Written task: Repeat every entry below word for word, with no changes.

-- Start of The records --

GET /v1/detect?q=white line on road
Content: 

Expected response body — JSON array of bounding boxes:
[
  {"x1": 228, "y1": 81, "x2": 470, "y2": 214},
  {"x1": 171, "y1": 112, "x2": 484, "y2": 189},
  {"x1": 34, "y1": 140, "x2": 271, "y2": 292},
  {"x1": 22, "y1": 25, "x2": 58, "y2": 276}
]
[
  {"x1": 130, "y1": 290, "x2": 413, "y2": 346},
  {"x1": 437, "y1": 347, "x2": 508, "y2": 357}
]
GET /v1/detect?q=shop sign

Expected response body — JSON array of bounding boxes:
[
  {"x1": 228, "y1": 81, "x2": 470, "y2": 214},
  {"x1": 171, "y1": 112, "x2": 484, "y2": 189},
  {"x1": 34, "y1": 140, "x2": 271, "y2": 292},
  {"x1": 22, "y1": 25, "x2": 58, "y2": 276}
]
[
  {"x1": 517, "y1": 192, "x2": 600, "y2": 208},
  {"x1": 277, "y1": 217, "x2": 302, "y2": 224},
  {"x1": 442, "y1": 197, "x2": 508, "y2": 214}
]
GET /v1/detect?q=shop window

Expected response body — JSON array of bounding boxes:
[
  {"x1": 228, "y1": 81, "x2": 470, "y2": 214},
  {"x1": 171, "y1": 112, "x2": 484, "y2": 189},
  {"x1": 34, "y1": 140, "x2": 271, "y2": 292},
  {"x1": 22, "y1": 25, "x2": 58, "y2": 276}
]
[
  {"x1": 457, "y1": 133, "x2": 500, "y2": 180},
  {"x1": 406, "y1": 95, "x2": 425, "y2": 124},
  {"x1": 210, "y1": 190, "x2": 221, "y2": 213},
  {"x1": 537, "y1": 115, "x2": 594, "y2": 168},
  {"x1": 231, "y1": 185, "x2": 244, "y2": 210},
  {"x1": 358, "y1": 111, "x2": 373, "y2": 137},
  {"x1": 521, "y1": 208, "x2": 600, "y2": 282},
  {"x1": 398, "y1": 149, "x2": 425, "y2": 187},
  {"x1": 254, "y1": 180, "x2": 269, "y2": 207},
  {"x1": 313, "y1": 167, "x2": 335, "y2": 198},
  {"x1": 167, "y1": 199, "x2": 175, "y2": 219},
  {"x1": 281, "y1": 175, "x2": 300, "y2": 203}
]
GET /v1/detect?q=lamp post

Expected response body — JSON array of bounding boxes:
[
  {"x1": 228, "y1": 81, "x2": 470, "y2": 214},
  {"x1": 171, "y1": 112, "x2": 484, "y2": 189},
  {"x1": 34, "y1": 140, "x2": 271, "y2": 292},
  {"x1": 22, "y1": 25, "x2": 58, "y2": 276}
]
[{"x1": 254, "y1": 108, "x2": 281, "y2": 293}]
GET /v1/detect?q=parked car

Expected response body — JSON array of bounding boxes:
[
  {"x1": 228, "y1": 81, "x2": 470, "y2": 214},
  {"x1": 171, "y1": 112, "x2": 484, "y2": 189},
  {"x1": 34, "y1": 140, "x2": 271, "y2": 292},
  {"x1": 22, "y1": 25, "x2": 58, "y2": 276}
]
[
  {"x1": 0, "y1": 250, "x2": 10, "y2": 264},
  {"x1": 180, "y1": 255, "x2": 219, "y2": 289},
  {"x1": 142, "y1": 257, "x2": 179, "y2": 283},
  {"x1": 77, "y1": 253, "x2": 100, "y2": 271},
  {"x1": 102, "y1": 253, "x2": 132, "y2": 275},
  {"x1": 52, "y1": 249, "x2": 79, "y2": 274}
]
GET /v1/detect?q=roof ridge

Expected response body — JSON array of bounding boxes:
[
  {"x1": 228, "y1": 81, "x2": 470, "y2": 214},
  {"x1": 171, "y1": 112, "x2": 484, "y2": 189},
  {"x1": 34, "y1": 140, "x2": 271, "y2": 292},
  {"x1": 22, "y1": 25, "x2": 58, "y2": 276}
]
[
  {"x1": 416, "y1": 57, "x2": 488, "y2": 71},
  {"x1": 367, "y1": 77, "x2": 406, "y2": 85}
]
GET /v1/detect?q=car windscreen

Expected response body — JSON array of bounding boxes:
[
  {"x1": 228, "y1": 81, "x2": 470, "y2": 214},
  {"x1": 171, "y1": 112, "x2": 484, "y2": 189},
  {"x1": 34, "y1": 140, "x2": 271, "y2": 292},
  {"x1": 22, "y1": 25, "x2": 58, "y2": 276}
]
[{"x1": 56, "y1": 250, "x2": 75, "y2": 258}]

-- End of The records --

The result:
GET /v1/detect?q=white line on road
Content: 

Expected response body — JSON array of bounding boxes:
[
  {"x1": 228, "y1": 81, "x2": 470, "y2": 214},
  {"x1": 171, "y1": 112, "x2": 484, "y2": 189},
  {"x1": 34, "y1": 140, "x2": 271, "y2": 292},
  {"x1": 22, "y1": 25, "x2": 58, "y2": 276}
]
[
  {"x1": 130, "y1": 290, "x2": 413, "y2": 346},
  {"x1": 437, "y1": 347, "x2": 508, "y2": 357}
]
GET /v1/detect?q=shop sign

Expected response body — JSON array of bounding boxes:
[
  {"x1": 228, "y1": 81, "x2": 470, "y2": 214},
  {"x1": 171, "y1": 112, "x2": 484, "y2": 189},
  {"x1": 34, "y1": 140, "x2": 271, "y2": 292},
  {"x1": 22, "y1": 25, "x2": 58, "y2": 276}
]
[
  {"x1": 517, "y1": 192, "x2": 600, "y2": 208},
  {"x1": 277, "y1": 217, "x2": 302, "y2": 224},
  {"x1": 442, "y1": 197, "x2": 508, "y2": 214}
]
GET /v1/detect?q=shop window

Expected response body — JSON array of bounding boxes:
[
  {"x1": 228, "y1": 81, "x2": 470, "y2": 214},
  {"x1": 171, "y1": 112, "x2": 484, "y2": 189},
  {"x1": 34, "y1": 140, "x2": 271, "y2": 292},
  {"x1": 22, "y1": 25, "x2": 58, "y2": 276}
]
[
  {"x1": 457, "y1": 133, "x2": 500, "y2": 180},
  {"x1": 406, "y1": 95, "x2": 425, "y2": 124},
  {"x1": 210, "y1": 190, "x2": 221, "y2": 213},
  {"x1": 537, "y1": 115, "x2": 594, "y2": 168},
  {"x1": 231, "y1": 185, "x2": 244, "y2": 210},
  {"x1": 358, "y1": 111, "x2": 373, "y2": 137},
  {"x1": 521, "y1": 208, "x2": 600, "y2": 282},
  {"x1": 398, "y1": 149, "x2": 425, "y2": 187},
  {"x1": 254, "y1": 180, "x2": 269, "y2": 207},
  {"x1": 313, "y1": 167, "x2": 335, "y2": 198},
  {"x1": 167, "y1": 199, "x2": 175, "y2": 219},
  {"x1": 281, "y1": 175, "x2": 300, "y2": 203}
]
GET /v1/detect?q=lamp post

Expected response body — JSON array of bounding boxes:
[
  {"x1": 228, "y1": 81, "x2": 470, "y2": 214},
  {"x1": 171, "y1": 112, "x2": 484, "y2": 189},
  {"x1": 34, "y1": 140, "x2": 271, "y2": 292},
  {"x1": 22, "y1": 25, "x2": 58, "y2": 276}
]
[{"x1": 254, "y1": 108, "x2": 281, "y2": 293}]
GET /v1/detect?q=parked car

Expected response body — JSON array of bounding boxes:
[
  {"x1": 228, "y1": 81, "x2": 470, "y2": 214},
  {"x1": 171, "y1": 112, "x2": 484, "y2": 189},
  {"x1": 34, "y1": 140, "x2": 271, "y2": 292},
  {"x1": 22, "y1": 25, "x2": 58, "y2": 276}
]
[
  {"x1": 0, "y1": 250, "x2": 10, "y2": 264},
  {"x1": 180, "y1": 255, "x2": 219, "y2": 289},
  {"x1": 142, "y1": 257, "x2": 179, "y2": 283},
  {"x1": 77, "y1": 253, "x2": 100, "y2": 271},
  {"x1": 102, "y1": 253, "x2": 132, "y2": 275},
  {"x1": 52, "y1": 249, "x2": 79, "y2": 274}
]
GET /v1/detect?q=roof ridge

Expected response body — JSON array of bounding boxes:
[
  {"x1": 228, "y1": 81, "x2": 470, "y2": 214},
  {"x1": 171, "y1": 112, "x2": 484, "y2": 189},
  {"x1": 34, "y1": 140, "x2": 271, "y2": 292},
  {"x1": 22, "y1": 25, "x2": 58, "y2": 276}
]
[
  {"x1": 416, "y1": 57, "x2": 488, "y2": 71},
  {"x1": 367, "y1": 77, "x2": 406, "y2": 85}
]
GET /v1/detect?q=car windscreen

Expected response body — JSON array of bounding boxes:
[
  {"x1": 228, "y1": 81, "x2": 470, "y2": 214},
  {"x1": 171, "y1": 112, "x2": 484, "y2": 189},
  {"x1": 34, "y1": 140, "x2": 271, "y2": 292},
  {"x1": 22, "y1": 25, "x2": 58, "y2": 276}
]
[{"x1": 56, "y1": 250, "x2": 75, "y2": 258}]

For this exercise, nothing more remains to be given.